§ **Text passage**:
########

Defects Engineering:
In the past few years, layered materials transition metal dichalcogenides (TMDs) have attracted numerous research interests because of their extraordinary properties, such as direct band gap in monolayer samples, stable excitons and trions at room temperature, superior immunity to short channel effects, and strong spin−valley coupling, which make TMDs promising for applications in nano- and flexible electronics, photonics, and valleytronics.
For many of these TMD-based devices, it is essential to understand the physics of carrier-related interactions and to acquire carrier transport properties that determine the key performance metrics (e.g., bandwidth and responsivity), such as carrier lifetime, diffusion coefficient, and mobility. However, defects inside TMDs or from their environments (substrates and surface adsorbates) can interact with excitons/carriers and significantly affect the functionalities of the electronic devices. For example, the chalcogen vacancy defect and its related complex are able to activate additional defect-associated photoluminescence (PL) channels, which can decrease the intrinsic exciton PL efficiency. Charged impurity scattering due to either the ionized impurities inside TMDs or charge traps at the surface of the substrate has been proposed to be the dominant factor for the observed low room-temperature mobility in TMD devices. Charge traps at the TMD-gate insulator interface have also been suggested as the cause of hysteresis in TMD-based field-effect transistors. Some defects can also serve as recombination centers, assisting the recombination of the photoexcited excitons/carriers in exfoliated few-layer and multilayer TMDs via Auger scattering.

########

§ **Data section**:

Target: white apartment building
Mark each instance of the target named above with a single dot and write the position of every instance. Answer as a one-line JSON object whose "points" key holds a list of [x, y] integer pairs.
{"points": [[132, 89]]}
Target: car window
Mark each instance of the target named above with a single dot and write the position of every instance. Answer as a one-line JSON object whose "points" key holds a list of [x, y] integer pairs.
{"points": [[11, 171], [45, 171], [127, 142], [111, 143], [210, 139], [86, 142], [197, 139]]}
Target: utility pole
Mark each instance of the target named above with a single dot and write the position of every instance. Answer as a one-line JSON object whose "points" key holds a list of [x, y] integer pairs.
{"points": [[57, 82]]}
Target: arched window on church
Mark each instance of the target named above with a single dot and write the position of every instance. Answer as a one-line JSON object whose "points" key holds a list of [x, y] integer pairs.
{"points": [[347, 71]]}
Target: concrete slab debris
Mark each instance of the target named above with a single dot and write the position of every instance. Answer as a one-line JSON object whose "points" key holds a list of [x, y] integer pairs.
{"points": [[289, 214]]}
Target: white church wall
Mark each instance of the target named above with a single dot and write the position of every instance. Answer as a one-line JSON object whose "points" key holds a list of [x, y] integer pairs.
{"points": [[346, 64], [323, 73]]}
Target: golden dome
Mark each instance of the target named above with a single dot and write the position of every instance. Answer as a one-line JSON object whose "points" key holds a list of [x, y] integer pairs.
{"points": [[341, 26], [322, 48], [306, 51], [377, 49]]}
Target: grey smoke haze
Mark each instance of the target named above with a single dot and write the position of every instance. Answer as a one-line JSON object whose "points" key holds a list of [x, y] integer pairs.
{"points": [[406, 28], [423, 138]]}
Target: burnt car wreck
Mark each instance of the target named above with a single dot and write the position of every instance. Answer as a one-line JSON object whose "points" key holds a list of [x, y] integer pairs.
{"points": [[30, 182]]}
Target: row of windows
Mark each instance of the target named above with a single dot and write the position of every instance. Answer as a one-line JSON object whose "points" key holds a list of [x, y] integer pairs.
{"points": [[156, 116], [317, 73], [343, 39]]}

########

§ **Exercise set**:
a) According to the defects engineering passage, what has been suggested as the cause of hysteresis in TMD-based field-effect transistors?
b) Continue the defects engineering passage from the point where it stops.
The records are material separate from the defects engineering passage.

§ **Answers to the problems**:
a) Charge traps at the TMD-gate insulator interface.

b)
Fig a&b c&d Differential reflection signals of exfoliated TMDs (less defects) and MBE-grow TMDs (more defects) showing faster carrier recombination rate due to grain boundary/edge defects e&f&g Differential reflection signals showing the plasma-created O2 impurity’s impact on carrier dynamics by generating mid-gap defects
Nonlinear Optical Properties:
Nonlinear optics is the behavior of light in nonlinear media, where the polarization P responds nonlinearly to the electric field of the light. The nonlinearity is typically observed at high light intensities, so it remained unexplored until the discovery of lasers.
The Z-scan technique is used as a standard method to study the nonlinear optical response, where the incident laser power is fixed and the irradiance on the sample is changed by scanning the sample position around the laser focal point. In the standard Z-scan technique, a large sample size and good sample homogeneity are required. As a result, most Z-scan experiments in TMDs are conducted in solutions with suspended TMD nanoflakes, from which it is difficult to resolve the polarization‑dependent response. With the intensity-scan (I-scan) technique, where the laser irradiance is controlled by neutral density filters instead of moving the sample position, one can determine the nonlinear optical properties in inhomogeneous samples with low damage threshold. Thus, the I-scan technique is much better suited to study exfoliated or CVD-grown, single-domain 2D flakes, which usually have a very limited radiation area.
Fig a. Schematics of ReS2 crystal structure b. Absorption coefficients at increasing peak power at different polarization conditions (different angle between laser polarization and b-axis of ReS2)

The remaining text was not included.